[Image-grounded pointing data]
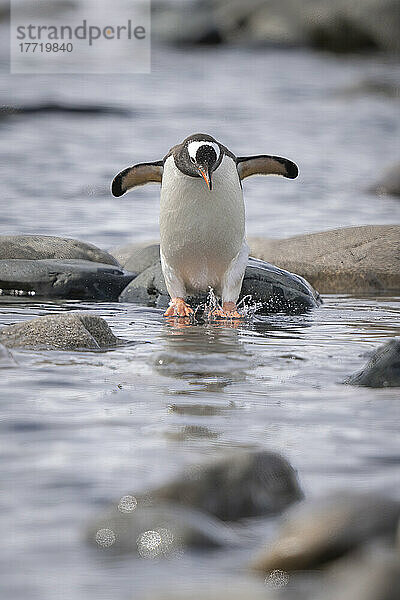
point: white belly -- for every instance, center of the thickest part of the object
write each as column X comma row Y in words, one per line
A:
column 201, row 231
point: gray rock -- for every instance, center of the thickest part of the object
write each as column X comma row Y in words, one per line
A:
column 230, row 588
column 382, row 370
column 321, row 531
column 67, row 331
column 74, row 279
column 6, row 358
column 338, row 25
column 389, row 182
column 243, row 485
column 349, row 260
column 38, row 247
column 275, row 288
column 158, row 531
column 141, row 255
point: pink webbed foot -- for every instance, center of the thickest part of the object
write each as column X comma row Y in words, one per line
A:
column 178, row 308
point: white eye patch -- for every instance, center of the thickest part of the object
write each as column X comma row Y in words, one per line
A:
column 194, row 146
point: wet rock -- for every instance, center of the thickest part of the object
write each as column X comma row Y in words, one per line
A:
column 348, row 260
column 337, row 26
column 68, row 331
column 382, row 370
column 39, row 247
column 276, row 289
column 70, row 279
column 6, row 358
column 157, row 531
column 243, row 485
column 389, row 182
column 318, row 532
column 373, row 574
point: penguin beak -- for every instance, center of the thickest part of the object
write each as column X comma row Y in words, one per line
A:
column 205, row 172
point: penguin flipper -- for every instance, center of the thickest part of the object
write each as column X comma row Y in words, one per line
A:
column 264, row 164
column 137, row 175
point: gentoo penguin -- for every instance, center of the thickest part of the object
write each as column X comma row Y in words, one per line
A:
column 202, row 217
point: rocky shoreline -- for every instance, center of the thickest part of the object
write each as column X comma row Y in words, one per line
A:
column 342, row 544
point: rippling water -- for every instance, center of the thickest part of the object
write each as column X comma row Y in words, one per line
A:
column 81, row 429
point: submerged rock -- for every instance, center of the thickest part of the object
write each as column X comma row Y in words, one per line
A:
column 315, row 533
column 382, row 370
column 157, row 531
column 67, row 331
column 73, row 279
column 65, row 108
column 276, row 289
column 39, row 247
column 348, row 260
column 243, row 485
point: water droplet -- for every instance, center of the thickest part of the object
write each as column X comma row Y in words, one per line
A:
column 277, row 579
column 127, row 504
column 105, row 537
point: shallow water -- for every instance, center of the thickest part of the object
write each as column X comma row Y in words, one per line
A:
column 81, row 429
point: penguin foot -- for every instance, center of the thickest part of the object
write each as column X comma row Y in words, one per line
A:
column 178, row 308
column 228, row 311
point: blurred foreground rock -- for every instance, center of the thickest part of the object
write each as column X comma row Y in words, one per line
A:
column 6, row 358
column 67, row 331
column 245, row 485
column 346, row 260
column 382, row 370
column 373, row 574
column 190, row 510
column 275, row 288
column 389, row 182
column 334, row 25
column 70, row 279
column 317, row 532
column 55, row 267
column 39, row 247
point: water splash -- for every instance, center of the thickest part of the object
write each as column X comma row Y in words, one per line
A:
column 207, row 310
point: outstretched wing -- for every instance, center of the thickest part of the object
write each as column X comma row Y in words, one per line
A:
column 137, row 175
column 264, row 164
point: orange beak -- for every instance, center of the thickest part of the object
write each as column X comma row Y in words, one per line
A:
column 206, row 175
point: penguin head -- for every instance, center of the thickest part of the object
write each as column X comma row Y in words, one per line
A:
column 199, row 155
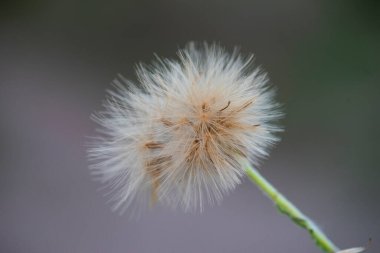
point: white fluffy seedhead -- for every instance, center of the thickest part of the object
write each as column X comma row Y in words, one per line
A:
column 180, row 135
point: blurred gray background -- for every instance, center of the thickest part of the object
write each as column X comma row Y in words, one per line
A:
column 58, row 57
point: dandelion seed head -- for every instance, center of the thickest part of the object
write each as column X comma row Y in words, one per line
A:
column 180, row 134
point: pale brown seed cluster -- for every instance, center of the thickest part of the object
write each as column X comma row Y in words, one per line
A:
column 180, row 135
column 211, row 127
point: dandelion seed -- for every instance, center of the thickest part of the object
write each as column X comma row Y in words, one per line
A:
column 188, row 132
column 179, row 134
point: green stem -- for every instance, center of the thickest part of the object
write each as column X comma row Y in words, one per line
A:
column 287, row 208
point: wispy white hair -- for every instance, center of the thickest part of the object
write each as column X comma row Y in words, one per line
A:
column 180, row 134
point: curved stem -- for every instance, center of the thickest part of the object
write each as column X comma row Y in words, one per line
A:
column 287, row 208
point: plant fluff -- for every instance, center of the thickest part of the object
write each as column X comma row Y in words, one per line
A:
column 180, row 135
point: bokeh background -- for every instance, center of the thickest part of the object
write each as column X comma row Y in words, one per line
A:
column 58, row 57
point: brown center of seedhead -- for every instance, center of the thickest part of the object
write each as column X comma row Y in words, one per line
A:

--- Exercise aim ---
Retrieve each line from the records above where the word "stem" occurs.

--- Answer to this problem ---
point: green stem -- for every instance, center of the thickest part of the object
point: curved stem -- for every instance, center of the thickest part of the object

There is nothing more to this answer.